• [DOCUMENT SECTION]
▼

Consumerist is reportating that the TSA is attempting to caution media outlets and bloggers from covering this story altogether. They report:

“I received an email from the TSA saying they would ‘strongly caution’ me against covering the story. They say you’re a man that “clearly has an agenda” and should ‘not be aided by the mainstream media.'”

Unpacking these two claims we can see the TSA is going about making a valid point in a very problematic way. As my original post argues vigorously the creator of the video does “clearly has an agenda,” an anti-tsa agenda at that. However, strongly cautioning against disseminating this story is an attempt to chill the free reporting of news (this seems to qualify as news especially if the loophole exists) and continues a strategy of dead silence that will only embolden the conspiratorial logic and rhetoric of the TSA’s critics.

Moreover, the TSA is making the wrong play here. The should address the potential loophole, offer a solution (even if this takes time), and address the video’s creator’s agenda as part of their response. While in general it is bad form for a government agency to go after a private citizen, in this case the invective in the video is full of so much off topic and unsourced editorializing that the TSA’s silence is in part driving the viral nature of the story.

▲

• [SOURCE INFORMATION]

▼

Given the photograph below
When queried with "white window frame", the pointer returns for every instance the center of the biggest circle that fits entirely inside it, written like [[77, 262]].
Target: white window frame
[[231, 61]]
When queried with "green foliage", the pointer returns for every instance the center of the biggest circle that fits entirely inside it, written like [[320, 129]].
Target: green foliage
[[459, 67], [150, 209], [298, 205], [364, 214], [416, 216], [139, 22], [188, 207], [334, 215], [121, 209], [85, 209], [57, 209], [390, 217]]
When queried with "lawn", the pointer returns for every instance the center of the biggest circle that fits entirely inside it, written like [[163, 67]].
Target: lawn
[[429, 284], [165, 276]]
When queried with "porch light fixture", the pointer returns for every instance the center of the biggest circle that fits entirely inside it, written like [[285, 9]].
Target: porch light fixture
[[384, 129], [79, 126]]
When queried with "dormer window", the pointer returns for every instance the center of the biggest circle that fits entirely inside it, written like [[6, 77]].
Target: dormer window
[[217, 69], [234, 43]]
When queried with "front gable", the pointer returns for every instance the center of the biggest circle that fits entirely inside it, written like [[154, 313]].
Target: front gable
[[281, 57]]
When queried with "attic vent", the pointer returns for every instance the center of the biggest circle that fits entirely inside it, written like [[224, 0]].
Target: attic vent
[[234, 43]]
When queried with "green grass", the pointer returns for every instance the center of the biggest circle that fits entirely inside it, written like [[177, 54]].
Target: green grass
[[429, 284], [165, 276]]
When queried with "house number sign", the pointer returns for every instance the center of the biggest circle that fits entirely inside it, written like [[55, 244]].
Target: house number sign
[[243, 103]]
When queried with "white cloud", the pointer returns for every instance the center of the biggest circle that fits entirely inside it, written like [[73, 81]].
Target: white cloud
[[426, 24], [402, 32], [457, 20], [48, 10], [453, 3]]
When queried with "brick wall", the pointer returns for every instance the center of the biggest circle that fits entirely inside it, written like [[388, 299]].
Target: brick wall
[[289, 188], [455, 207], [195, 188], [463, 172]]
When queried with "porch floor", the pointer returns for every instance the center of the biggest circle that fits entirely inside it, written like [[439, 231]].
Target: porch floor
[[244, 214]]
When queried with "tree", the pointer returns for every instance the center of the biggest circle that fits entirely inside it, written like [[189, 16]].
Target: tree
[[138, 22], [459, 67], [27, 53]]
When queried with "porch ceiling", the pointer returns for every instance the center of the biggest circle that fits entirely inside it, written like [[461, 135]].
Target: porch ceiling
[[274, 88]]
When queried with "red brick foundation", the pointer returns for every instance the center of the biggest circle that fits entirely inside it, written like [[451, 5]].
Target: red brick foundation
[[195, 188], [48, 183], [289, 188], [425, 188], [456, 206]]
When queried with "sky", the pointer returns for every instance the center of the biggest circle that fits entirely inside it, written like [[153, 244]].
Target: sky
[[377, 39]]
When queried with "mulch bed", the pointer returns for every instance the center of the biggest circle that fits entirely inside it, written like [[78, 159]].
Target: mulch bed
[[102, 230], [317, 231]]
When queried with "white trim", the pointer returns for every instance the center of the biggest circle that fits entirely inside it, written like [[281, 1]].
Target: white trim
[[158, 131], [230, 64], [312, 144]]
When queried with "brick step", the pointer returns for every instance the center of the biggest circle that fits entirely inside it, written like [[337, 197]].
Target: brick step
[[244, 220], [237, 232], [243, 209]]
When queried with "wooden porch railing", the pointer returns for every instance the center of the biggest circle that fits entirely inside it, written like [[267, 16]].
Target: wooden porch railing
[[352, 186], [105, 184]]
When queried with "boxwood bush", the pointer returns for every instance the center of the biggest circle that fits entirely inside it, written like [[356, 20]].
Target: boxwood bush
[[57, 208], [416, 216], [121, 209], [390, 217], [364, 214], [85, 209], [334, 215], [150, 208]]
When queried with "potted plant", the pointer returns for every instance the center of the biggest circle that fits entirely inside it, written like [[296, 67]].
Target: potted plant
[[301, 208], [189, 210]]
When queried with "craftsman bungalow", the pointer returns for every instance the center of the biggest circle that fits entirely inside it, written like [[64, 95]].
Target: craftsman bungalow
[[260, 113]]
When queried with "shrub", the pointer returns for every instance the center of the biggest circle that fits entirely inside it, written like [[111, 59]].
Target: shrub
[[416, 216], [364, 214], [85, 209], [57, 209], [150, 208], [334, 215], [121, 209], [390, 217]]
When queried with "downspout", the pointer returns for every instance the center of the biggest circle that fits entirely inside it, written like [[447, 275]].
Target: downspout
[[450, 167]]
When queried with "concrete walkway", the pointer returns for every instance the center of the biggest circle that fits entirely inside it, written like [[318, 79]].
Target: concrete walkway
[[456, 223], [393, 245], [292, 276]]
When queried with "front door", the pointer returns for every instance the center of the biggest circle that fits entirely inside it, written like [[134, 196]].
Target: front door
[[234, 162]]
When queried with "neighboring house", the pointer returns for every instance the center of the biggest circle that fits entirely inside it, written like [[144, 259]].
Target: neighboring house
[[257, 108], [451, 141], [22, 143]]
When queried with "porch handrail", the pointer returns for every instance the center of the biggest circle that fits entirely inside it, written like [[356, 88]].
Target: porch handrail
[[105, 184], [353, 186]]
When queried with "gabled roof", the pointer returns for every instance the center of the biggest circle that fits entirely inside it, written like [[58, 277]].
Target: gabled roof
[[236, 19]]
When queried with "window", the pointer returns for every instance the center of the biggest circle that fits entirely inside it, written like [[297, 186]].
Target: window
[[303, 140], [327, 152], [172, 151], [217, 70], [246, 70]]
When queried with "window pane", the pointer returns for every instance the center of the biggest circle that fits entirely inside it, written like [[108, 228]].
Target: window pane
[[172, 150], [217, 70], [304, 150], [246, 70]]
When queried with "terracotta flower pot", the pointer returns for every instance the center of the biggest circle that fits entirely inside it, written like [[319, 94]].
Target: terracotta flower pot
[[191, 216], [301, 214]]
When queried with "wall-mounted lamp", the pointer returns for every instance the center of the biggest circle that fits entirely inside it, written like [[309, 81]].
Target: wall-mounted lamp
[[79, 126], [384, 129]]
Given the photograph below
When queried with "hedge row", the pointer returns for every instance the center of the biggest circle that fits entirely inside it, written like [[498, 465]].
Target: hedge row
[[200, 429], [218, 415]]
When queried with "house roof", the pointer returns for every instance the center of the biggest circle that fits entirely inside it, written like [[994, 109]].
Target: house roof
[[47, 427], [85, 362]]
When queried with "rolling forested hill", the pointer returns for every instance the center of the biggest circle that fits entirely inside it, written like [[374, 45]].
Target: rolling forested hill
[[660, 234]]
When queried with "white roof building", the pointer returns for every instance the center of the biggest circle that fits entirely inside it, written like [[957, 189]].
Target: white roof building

▲

• [PARTS OF THE EXERCISE]
(A) Answer these from the TSA post:
(i) What does the email say the TSA would do regarding coverage of the story?
(ii) Besides addressing the potential loophole, what does the author say the TSA should offer?
(iii) What does the author say is in part driving the viral nature of the story?
(B) Repeat word for word everything in the TSA post from "Unpacking these two" down to "the TSA’s critics.".
Rely on the TSA post alone, not on the listing or on outside knowledge.

• [RESULTS BY TASK]
(A)
(i) It says the TSA would "strongly caution" against covering the story.
(ii) A solution, even if this takes time.
(iii) The TSA's silence.

(B)
Unpacking these two claims we can see the TSA is going about making a valid point in a very problematic way. As my original post argues vigorously the creator of the video does “clearly has an agenda,” an anti-tsa agenda at that. However, strongly cautioning against disseminating this story is an attempt to chill the free reporting of news (this seems to qualify as news especially if the loophole exists) and continues a strategy of dead silence that will only embolden the conspiratorial logic and rhetoric of the TSA’s critics.